§ Records
================================

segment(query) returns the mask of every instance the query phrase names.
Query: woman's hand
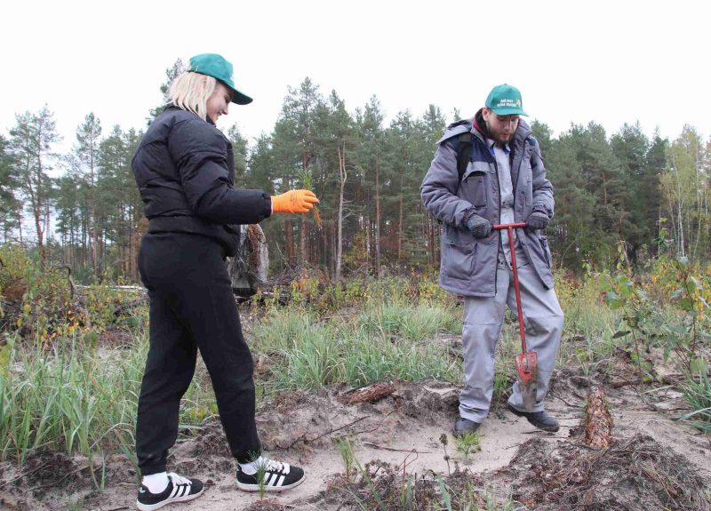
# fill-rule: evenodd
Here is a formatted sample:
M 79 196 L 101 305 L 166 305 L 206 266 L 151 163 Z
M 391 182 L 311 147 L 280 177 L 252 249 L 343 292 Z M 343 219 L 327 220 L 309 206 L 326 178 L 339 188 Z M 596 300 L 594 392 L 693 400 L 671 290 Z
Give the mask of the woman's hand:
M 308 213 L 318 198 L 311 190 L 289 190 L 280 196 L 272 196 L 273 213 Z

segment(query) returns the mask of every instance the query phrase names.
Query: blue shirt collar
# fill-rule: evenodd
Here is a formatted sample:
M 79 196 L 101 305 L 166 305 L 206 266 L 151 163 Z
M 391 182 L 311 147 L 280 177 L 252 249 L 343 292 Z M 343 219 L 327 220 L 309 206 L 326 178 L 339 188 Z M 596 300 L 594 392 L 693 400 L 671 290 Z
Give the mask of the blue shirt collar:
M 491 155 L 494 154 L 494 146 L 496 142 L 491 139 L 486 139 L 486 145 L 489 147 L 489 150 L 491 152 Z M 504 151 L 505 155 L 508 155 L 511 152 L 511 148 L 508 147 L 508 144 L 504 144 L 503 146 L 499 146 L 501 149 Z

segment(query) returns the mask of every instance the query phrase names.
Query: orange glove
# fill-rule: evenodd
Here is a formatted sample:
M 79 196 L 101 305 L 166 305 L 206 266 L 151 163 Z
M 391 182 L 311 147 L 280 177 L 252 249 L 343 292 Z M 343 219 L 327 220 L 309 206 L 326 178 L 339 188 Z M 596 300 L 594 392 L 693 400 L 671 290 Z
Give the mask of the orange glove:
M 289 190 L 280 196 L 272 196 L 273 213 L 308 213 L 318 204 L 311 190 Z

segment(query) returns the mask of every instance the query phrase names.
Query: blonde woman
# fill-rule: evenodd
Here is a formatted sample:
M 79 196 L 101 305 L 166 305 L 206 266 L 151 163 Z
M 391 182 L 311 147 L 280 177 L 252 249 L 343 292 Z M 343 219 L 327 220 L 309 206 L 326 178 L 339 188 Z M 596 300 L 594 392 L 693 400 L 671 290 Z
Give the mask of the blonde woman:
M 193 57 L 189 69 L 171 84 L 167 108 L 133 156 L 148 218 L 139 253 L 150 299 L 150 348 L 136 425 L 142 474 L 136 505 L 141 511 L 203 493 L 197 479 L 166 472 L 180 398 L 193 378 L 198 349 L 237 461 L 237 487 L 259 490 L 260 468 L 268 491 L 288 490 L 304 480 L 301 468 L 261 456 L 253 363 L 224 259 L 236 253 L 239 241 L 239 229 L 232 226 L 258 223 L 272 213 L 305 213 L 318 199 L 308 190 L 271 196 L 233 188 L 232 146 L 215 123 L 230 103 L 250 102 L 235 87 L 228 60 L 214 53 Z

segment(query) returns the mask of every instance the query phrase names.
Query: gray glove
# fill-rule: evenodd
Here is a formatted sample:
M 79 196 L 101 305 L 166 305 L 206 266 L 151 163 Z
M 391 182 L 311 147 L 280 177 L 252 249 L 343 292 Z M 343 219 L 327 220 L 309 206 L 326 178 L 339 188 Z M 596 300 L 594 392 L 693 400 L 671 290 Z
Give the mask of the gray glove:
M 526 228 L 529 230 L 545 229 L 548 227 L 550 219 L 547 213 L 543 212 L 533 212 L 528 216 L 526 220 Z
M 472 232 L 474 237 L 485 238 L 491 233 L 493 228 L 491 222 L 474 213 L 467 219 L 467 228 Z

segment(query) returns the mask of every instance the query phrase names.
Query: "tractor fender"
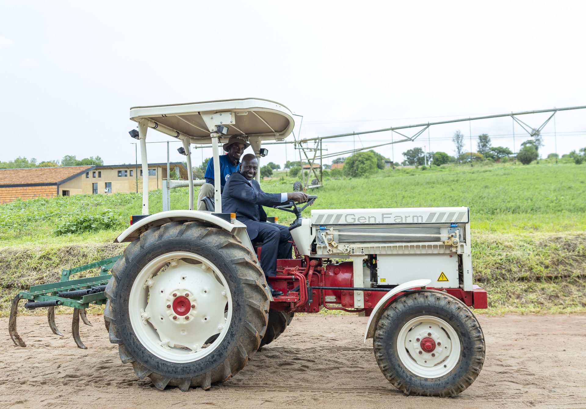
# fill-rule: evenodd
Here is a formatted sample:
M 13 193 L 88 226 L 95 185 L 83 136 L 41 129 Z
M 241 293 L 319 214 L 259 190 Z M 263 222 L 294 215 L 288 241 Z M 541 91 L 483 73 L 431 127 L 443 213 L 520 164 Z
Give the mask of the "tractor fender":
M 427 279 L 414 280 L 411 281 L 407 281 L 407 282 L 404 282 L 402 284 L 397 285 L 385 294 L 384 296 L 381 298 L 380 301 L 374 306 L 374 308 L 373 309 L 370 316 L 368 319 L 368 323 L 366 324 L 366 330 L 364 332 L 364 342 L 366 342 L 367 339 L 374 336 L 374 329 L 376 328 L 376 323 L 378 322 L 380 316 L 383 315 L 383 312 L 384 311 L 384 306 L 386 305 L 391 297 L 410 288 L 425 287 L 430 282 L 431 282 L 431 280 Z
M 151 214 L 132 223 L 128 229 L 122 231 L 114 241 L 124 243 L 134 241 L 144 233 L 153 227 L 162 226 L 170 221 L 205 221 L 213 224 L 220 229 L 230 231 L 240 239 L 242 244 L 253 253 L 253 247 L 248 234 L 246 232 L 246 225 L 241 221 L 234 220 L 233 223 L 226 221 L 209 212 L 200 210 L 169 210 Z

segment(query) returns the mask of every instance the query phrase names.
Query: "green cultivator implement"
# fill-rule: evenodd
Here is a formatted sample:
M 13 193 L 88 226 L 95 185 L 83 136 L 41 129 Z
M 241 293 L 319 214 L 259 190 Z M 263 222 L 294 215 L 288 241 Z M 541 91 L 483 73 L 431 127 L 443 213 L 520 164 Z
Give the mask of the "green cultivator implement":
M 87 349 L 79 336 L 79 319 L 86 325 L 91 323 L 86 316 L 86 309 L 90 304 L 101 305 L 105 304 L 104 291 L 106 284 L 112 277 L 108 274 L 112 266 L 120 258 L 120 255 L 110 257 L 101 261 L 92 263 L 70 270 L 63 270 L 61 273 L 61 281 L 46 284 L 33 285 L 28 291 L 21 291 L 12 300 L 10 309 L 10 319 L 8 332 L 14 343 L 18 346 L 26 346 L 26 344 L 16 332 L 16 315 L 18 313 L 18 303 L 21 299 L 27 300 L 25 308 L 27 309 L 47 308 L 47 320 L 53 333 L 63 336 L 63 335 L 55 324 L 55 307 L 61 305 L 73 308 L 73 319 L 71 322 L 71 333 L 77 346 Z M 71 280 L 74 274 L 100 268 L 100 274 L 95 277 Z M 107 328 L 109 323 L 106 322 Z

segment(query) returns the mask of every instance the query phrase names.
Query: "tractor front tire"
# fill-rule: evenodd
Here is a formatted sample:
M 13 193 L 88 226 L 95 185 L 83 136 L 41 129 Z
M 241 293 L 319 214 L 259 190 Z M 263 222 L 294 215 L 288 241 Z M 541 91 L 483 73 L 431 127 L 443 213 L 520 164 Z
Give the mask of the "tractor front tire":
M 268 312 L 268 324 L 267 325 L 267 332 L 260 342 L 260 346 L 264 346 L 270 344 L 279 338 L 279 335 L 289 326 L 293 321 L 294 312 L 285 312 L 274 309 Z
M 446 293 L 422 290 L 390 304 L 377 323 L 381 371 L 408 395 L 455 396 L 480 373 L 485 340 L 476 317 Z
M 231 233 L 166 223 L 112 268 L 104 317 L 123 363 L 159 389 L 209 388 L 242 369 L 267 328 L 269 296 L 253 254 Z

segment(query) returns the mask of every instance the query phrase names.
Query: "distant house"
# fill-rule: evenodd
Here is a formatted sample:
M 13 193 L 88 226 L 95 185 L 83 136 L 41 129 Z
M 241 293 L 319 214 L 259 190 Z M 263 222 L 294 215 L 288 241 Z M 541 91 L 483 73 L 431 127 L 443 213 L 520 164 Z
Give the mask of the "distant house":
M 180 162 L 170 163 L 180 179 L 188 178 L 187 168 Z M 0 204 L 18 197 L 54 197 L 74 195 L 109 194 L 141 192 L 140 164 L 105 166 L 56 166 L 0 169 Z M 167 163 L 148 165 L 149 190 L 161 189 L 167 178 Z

================================

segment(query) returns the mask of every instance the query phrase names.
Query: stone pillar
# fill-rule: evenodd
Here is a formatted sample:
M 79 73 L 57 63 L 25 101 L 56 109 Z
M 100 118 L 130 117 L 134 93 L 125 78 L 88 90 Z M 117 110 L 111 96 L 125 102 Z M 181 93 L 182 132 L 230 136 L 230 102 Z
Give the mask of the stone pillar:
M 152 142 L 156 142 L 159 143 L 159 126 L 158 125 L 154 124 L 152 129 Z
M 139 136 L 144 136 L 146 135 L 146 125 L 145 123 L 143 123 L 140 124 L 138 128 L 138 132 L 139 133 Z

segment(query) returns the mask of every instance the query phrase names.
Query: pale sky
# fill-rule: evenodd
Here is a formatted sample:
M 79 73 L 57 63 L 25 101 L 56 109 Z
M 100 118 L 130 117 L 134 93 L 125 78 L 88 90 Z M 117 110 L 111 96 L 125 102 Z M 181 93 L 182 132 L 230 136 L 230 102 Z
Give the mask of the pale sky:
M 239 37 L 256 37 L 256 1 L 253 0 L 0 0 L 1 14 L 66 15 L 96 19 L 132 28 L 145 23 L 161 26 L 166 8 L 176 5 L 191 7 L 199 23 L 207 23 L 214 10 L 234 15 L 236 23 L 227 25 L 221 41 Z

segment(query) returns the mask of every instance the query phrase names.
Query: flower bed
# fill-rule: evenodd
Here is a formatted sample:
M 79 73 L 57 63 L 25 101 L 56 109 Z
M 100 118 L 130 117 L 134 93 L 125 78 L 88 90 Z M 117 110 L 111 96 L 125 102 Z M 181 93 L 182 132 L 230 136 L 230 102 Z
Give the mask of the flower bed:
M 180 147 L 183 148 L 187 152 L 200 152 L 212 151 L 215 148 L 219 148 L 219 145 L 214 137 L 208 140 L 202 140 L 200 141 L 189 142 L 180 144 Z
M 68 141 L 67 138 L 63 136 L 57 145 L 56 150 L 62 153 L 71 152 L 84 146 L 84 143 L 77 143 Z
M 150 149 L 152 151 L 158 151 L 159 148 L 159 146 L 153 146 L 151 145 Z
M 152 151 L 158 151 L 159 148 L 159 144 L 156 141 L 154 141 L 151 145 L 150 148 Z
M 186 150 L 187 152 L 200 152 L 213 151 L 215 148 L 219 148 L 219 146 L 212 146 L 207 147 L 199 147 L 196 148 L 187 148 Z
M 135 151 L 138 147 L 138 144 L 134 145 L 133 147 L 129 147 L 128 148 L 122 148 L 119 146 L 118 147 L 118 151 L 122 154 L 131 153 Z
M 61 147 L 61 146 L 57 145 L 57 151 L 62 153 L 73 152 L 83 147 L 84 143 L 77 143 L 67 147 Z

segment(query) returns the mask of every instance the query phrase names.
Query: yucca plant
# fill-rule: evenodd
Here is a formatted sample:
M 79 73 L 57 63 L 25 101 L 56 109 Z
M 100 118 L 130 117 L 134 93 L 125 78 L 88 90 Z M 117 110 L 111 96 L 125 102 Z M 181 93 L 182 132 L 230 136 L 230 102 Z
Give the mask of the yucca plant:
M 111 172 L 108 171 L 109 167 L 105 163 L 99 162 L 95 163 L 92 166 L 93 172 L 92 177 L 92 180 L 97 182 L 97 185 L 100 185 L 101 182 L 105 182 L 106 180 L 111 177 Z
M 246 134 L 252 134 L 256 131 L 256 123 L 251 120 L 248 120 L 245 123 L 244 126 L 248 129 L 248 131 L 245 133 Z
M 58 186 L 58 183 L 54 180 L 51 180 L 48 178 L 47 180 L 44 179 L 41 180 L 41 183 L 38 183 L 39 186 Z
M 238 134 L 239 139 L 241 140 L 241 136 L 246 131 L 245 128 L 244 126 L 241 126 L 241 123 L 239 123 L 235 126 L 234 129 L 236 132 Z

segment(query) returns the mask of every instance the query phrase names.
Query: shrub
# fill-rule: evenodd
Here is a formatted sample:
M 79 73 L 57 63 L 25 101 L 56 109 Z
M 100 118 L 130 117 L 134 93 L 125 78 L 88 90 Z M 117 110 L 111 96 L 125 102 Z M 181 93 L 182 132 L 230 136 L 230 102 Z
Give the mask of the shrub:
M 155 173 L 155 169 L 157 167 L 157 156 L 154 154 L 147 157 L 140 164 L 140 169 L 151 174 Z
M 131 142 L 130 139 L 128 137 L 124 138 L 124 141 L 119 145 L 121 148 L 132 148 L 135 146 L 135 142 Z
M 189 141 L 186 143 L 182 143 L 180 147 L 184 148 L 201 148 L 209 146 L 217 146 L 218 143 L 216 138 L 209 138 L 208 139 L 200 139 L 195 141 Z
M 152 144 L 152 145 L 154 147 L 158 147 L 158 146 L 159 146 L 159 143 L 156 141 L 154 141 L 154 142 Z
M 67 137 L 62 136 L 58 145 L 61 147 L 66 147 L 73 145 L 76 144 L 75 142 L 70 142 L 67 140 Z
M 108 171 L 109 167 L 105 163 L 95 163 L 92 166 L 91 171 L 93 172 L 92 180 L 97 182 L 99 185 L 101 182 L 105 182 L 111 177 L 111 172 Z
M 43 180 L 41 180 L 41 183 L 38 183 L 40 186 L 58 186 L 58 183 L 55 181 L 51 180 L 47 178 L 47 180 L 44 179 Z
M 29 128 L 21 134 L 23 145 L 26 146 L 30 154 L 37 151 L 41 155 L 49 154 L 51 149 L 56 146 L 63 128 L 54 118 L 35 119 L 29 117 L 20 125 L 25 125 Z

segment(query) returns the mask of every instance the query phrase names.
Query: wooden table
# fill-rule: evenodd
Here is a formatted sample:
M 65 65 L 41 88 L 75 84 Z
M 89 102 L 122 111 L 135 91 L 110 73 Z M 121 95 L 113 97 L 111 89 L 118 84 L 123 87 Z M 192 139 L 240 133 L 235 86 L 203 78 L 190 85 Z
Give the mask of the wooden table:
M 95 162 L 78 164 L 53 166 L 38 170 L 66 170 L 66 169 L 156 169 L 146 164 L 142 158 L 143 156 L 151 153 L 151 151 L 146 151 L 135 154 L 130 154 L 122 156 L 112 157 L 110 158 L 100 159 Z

================================

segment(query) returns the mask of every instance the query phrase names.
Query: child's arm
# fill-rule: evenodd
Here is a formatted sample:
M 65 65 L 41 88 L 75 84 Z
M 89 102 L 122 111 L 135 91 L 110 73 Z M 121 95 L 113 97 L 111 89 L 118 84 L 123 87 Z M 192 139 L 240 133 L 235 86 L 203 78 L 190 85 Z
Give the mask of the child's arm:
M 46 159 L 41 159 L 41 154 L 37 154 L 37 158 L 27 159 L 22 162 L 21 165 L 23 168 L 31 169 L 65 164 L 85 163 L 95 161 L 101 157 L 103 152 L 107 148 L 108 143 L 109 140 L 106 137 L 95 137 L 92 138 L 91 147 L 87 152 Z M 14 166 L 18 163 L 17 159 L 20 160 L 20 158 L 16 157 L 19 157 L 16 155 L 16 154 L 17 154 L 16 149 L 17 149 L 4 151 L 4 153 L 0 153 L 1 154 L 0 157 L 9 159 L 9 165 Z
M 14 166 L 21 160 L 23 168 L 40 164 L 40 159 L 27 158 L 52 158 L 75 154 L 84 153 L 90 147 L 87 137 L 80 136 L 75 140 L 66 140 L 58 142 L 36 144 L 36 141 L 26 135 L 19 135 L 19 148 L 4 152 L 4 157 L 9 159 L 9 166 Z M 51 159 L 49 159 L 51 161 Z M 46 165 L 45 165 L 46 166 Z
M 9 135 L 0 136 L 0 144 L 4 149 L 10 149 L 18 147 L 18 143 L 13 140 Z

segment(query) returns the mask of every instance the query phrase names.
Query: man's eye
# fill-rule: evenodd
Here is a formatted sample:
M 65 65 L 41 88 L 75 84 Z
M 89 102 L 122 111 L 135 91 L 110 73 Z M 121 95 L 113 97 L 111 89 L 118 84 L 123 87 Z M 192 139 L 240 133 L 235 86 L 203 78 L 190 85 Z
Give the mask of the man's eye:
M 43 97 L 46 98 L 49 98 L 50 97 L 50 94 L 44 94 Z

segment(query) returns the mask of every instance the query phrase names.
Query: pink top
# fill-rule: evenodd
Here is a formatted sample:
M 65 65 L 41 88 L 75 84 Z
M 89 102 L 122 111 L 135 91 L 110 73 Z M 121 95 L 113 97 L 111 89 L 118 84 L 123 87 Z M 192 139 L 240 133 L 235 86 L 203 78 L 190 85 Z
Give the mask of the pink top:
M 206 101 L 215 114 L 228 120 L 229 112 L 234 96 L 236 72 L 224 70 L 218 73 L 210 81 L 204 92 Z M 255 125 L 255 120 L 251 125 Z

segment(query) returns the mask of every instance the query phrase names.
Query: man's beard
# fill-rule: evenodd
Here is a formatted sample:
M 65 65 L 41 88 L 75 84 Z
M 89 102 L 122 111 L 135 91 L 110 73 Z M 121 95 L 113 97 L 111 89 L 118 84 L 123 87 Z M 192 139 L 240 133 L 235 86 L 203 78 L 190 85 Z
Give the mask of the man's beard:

================================

§ Set problem
Find every line in the entries above that contains the word "blonde". Copy each of those lines in full.

§ Response for this exercise
Query: blonde woman
Give the mask of the blonde woman:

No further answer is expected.